• Material for this task
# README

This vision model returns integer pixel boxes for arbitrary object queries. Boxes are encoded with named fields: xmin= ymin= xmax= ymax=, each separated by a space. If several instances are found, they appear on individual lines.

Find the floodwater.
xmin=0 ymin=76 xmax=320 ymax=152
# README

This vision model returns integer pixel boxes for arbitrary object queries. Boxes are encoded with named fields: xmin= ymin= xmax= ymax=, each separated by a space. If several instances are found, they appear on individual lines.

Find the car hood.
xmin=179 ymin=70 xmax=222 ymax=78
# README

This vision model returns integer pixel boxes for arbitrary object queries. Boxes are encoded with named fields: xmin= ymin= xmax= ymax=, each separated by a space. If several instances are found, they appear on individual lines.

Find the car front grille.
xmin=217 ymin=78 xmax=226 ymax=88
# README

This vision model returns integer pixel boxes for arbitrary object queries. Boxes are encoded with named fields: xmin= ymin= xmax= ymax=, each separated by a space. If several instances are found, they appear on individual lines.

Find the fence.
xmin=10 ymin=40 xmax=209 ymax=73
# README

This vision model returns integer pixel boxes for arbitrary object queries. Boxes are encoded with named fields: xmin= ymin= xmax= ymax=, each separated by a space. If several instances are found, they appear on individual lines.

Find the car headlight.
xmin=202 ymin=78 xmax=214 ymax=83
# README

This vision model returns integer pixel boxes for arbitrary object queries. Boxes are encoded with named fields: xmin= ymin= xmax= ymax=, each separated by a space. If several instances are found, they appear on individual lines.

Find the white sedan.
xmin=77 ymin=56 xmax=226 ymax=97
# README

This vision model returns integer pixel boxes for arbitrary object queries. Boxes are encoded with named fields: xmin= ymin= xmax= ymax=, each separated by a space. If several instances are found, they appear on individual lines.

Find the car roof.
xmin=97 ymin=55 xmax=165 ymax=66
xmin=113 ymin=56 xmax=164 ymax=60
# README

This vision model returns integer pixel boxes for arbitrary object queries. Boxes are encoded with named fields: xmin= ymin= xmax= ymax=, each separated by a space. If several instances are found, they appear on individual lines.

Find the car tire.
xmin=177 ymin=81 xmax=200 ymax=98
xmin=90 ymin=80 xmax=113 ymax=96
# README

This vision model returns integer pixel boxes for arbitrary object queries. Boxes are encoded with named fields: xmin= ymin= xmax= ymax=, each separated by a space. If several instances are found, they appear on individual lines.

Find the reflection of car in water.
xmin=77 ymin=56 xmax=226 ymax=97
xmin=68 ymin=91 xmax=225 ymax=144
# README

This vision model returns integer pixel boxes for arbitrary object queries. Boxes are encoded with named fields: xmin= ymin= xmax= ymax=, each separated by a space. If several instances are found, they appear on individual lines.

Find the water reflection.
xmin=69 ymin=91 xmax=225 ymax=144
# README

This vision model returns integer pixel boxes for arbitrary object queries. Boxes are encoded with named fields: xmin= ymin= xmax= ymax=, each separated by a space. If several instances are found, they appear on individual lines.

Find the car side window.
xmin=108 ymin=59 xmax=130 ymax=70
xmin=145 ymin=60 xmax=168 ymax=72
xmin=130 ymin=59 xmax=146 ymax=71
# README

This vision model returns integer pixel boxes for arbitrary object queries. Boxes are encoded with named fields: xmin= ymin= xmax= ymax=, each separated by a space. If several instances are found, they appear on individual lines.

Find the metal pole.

• What you will do
Can you update every entry above so that "pixel boxes" becomes "coordinate boxes" wherever it appears, with all other text left unchanged?

• Written response
# README

This vision model returns integer coordinate boxes for arbitrary object queries. Boxes are encoded with named fields: xmin= ymin= xmax= ymax=, each separated by a space. If several instances are found, they appear on individual lines.

Find the floodwater.
xmin=0 ymin=76 xmax=320 ymax=152
# README

This vision model returns integer coordinate boxes for arbitrary object queries. Boxes are encoded with named fields: xmin= ymin= xmax= ymax=, each separated by a space. If several instances are found, they appear on individual lines.

Find the car hood.
xmin=179 ymin=70 xmax=222 ymax=78
# README

This vision model returns integer coordinate boxes for arbitrary object queries. Boxes are encoded with named fields: xmin= ymin= xmax= ymax=, each separated by a space. If several instances are found, they appear on individual lines.

Find the car front grille.
xmin=217 ymin=78 xmax=226 ymax=88
# README

This vision model returns integer coordinate boxes for arbitrary object queries. Boxes are encoded with named fields: xmin= ymin= xmax= ymax=, each separated by a space. If several instances are found, they appear on individual lines.

Find the fence.
xmin=10 ymin=40 xmax=209 ymax=73
# README

This vision model returns integer coordinate boxes for arbitrary object queries. Boxes are encoded with named fields: xmin= ymin= xmax= ymax=, each separated by a space. If several instances are found, they appear on individual lines.

Find the car headlight.
xmin=202 ymin=78 xmax=214 ymax=83
# README

This vision model returns integer coordinate boxes for arbitrary object queries. Boxes are encoded with named fields: xmin= ymin= xmax= ymax=, each separated by a space. If several instances are found, they appear on individual lines.

Find the white sedan.
xmin=77 ymin=56 xmax=226 ymax=97
# README

This vision model returns integer coordinate boxes for arbitrary object queries. Boxes are encoded with named fields: xmin= ymin= xmax= ymax=, each separated by a space. If several instances are found, they appear on individual lines.

Find the car roof.
xmin=97 ymin=55 xmax=165 ymax=66
xmin=113 ymin=56 xmax=164 ymax=60
# README

This vision model returns integer coordinate boxes for arbitrary object queries. Boxes are encoded with named fields: xmin= ymin= xmax= ymax=, each separated by a space. If several instances are found, they appear on individual lines.

Find the car tire.
xmin=177 ymin=81 xmax=200 ymax=98
xmin=90 ymin=80 xmax=113 ymax=96
# README

This vision model returns integer coordinate boxes for arbitrary object queries. Boxes are encoded with named fields: xmin= ymin= xmax= ymax=, each separated by a space. If several instances are found, they appear on individual lines.

Find the reflection of car in water.
xmin=77 ymin=56 xmax=226 ymax=97
xmin=68 ymin=91 xmax=225 ymax=144
# README

This vision model returns integer coordinate boxes for arbitrary object queries. Boxes are encoded with named fields: xmin= ymin= xmax= ymax=, each separated by a space. If several instances are found, they appear on individual lines.

Find the water reflection.
xmin=69 ymin=91 xmax=225 ymax=144
# README

This vision model returns integer coordinate boxes for arbitrary object queries. Boxes are encoded with named fields: xmin= ymin= xmax= ymax=, each separated by a space. If several instances are found, they appear on individual lines.

Find the car side window.
xmin=108 ymin=59 xmax=130 ymax=70
xmin=145 ymin=60 xmax=168 ymax=72
xmin=130 ymin=59 xmax=146 ymax=71
# README

This vision model returns integer coordinate boxes for arbitrary object queries. Boxes are encoded with named fields: xmin= ymin= xmax= ymax=, each separated by a space. If several instances are found, they appear on individual lines.

Find the metal pole.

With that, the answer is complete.